───── Provided data
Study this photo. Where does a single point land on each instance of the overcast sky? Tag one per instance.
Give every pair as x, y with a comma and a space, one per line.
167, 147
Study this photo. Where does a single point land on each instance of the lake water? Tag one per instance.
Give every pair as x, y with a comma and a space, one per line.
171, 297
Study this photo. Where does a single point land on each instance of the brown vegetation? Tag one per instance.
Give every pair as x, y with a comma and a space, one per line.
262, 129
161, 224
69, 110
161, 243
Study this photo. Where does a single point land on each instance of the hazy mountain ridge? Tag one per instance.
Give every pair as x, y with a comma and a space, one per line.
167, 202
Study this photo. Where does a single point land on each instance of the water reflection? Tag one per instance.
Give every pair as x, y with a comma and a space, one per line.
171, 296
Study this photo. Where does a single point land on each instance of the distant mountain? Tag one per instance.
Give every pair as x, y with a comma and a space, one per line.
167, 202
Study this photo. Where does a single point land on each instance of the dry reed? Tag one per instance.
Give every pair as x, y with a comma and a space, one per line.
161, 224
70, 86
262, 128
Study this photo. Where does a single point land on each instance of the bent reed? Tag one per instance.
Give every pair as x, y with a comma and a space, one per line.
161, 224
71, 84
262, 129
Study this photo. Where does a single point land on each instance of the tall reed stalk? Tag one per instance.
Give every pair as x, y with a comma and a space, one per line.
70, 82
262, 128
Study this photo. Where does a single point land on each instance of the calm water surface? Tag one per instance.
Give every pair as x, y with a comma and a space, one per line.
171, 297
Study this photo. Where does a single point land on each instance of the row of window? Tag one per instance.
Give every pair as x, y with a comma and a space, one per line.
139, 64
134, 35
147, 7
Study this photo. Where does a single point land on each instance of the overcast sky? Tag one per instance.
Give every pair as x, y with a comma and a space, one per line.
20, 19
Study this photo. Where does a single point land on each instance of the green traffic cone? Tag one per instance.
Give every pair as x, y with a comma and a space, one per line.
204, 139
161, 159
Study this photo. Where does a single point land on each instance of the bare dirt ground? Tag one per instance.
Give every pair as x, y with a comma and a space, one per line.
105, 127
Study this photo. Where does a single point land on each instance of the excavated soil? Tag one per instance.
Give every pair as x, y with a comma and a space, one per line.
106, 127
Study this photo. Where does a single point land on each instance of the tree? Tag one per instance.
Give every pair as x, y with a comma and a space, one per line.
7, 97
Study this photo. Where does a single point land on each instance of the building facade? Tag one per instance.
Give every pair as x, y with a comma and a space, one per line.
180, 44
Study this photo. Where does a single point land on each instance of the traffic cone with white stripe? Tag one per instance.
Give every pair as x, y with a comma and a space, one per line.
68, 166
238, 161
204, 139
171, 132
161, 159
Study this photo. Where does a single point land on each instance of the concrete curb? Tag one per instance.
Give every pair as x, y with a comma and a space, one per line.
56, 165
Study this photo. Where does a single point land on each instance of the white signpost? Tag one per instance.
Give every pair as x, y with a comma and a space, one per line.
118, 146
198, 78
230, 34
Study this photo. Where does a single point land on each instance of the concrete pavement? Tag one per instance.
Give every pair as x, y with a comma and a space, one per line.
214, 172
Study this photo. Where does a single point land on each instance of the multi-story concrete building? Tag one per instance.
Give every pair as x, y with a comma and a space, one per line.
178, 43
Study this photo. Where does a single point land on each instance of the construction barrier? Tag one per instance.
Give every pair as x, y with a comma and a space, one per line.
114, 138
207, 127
──────────
■ Problem to work on
Write out every record exactly as it appears above.

■ Response to this exercise
Study this photo. Where does a single point land on each instance of the overcast sky? Tag one per instance.
Give every pair as x, y with a comma and a space, one per line.
167, 147
Study this photo. Where does a single point land on each instance of the lake water? Tag one per instance.
Give every pair as x, y with a comma and a space, one per line.
171, 297
Study this photo. Where does a single point land on each instance of the brown vegetation? Tag one per instance.
Give every pair as x, y with a comma and a space, one per line.
262, 129
161, 224
69, 110
161, 243
Study this photo. Where does a single point land on each instance of the hazy mountain ridge? Tag one per instance.
Give every pair as x, y with a comma and a space, one per line.
167, 202
Study this photo. Where does a single point land on each instance of the water reflection? Tag one per instance.
Give every pair as x, y with a comma and a space, one per line.
171, 296
Study this photo. Where does a single point land on each instance of the distant mountain? Tag one per instance.
Give every pair as x, y with a comma and a space, one per line.
167, 202
Study this photo. Where does a single point land on each instance of the dry reed? Tag one per instance.
Give every pair as x, y with a comma and a space, one per line.
161, 224
70, 86
262, 128
Study this photo. Where does a single point land on each instance of the bent reed? Tag one per instance.
Give every pair as x, y with a comma and a space, one per line.
161, 224
71, 84
262, 129
Study this photo. Where does a single point land on each instance of the tall reed stalk? Tag one per instance.
Give every pair as x, y with a comma and a space, one per line.
70, 82
262, 128
Study this photo. Where does a single point land on each instance of the calm water surface? Tag one per instance.
Give every pair as x, y with a comma and a space, one per line.
171, 297
Study this photo. Where does a single point land on each instance of the row of window? Tag one per instance.
Give every pair as x, y with a comma and a space, one per line.
139, 64
134, 35
147, 7
Study this photo. Where does a single point land on each instance of the overcast sky? Tag one per instance.
Give every pair as x, y with a comma and a space, one per line.
20, 19
Study this photo. Where does a single point land on each instance of the green traffic cone? Tag one per instance.
Give every pair as x, y with a comma and a space, one per line.
204, 139
161, 159
Study this photo. Where does a single point land on each instance of the bare dirt ground? Tag one per instance.
Give every pair as x, y with a comma and a space, one per line.
105, 127
Study this photo. Where does a single point land on each instance of the excavated soil? Tag one per instance.
Give every pair as x, y with a comma and a space, one per line.
106, 127
Study this photo. Where does a single point land on each instance of the tree? Tag one per instance.
Give every pair as x, y with a comma and a space, one per line.
7, 97
Study this photo. Where does a single point land on each instance of the building facade? Tag one per instance.
Give every pair as x, y with a comma and a space, one per line.
180, 44
Study this photo. Where does a single point land on each instance of the traffic cone with white stripe? Tag one per instance.
Give every pair as x, y with a comma and a space, one per line.
68, 166
238, 161
204, 139
171, 132
161, 159
Study this photo. Where does a single point land on each instance of the concrete curb? Tag one per instance.
Give every pair as x, y with a comma and a space, one per line.
56, 165
Study this photo. Where does a single point land on each instance of the white signpost? Tag one per instance.
Give every pair as x, y with a comma and a space, one per line.
118, 146
198, 78
230, 34
Study this photo. Where does a single point land on each instance of the concrete pavement? Tag one per instance.
Give every pair as x, y with a comma and a space, one per line.
214, 172
Study this photo. Where does a single point land on each instance of the multi-story concrete building? Tag one per instance.
Give every pair as x, y with a comma and a space, one per line.
178, 43
Study this photo. Where does a single point land on each instance of the construction barrier? Tag one per instance.
Give every pair as x, y with a comma and a space, one per line.
114, 138
207, 127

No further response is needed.